Recorded data
*** Block opens ***
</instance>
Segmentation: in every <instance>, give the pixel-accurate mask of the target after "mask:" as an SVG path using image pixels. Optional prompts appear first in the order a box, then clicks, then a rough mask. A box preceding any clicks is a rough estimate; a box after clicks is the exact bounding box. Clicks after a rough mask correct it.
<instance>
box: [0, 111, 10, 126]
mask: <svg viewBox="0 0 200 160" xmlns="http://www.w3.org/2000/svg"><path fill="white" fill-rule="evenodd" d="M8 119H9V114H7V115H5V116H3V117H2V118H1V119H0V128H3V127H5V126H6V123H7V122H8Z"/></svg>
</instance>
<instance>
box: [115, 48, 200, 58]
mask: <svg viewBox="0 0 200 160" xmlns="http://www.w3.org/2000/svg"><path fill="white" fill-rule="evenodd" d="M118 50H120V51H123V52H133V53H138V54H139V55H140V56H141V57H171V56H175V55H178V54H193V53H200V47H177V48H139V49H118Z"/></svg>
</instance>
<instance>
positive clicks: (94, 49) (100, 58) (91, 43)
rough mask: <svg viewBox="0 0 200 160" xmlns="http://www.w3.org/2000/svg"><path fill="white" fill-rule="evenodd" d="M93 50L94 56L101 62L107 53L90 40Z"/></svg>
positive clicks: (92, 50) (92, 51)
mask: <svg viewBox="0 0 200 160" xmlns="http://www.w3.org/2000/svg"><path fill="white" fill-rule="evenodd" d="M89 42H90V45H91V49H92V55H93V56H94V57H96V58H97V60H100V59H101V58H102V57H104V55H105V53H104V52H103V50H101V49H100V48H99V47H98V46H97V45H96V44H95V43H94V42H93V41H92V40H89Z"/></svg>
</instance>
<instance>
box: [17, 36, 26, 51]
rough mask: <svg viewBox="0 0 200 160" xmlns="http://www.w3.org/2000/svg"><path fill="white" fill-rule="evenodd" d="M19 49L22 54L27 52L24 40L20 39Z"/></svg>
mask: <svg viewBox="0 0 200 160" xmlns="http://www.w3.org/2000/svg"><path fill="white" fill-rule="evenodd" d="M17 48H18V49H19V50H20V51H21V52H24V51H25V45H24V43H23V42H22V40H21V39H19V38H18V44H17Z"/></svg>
*** Block closes ***
Write out exactly the lines above from the line with "box: [0, 111, 10, 126]" through the line with "box: [17, 36, 26, 51]", both of them included, and leave out all other lines.

box: [0, 111, 10, 126]
mask: <svg viewBox="0 0 200 160" xmlns="http://www.w3.org/2000/svg"><path fill="white" fill-rule="evenodd" d="M8 119H9V114H7V115H5V116H3V117H2V118H1V119H0V128H3V127H5V126H6V123H7V122H8Z"/></svg>
</instance>
<instance>
box: [115, 48, 200, 58]
mask: <svg viewBox="0 0 200 160" xmlns="http://www.w3.org/2000/svg"><path fill="white" fill-rule="evenodd" d="M118 50H120V51H123V52H133V53H138V54H139V55H140V56H141V57H171V56H175V55H178V54H193V53H200V47H177V48H139V49H118Z"/></svg>
</instance>
<instance>
positive clicks: (94, 49) (100, 58) (91, 43)
rough mask: <svg viewBox="0 0 200 160" xmlns="http://www.w3.org/2000/svg"><path fill="white" fill-rule="evenodd" d="M93 50L94 56L101 62L107 53L90 40Z"/></svg>
positive clicks: (92, 50) (92, 51)
mask: <svg viewBox="0 0 200 160" xmlns="http://www.w3.org/2000/svg"><path fill="white" fill-rule="evenodd" d="M89 42H90V45H91V49H92V55H93V56H94V57H96V58H97V60H100V59H101V58H102V57H104V55H105V53H104V52H103V50H101V49H100V48H99V47H98V46H97V45H96V44H95V43H94V42H93V41H92V40H89Z"/></svg>
</instance>
<instance>
box: [17, 36, 26, 51]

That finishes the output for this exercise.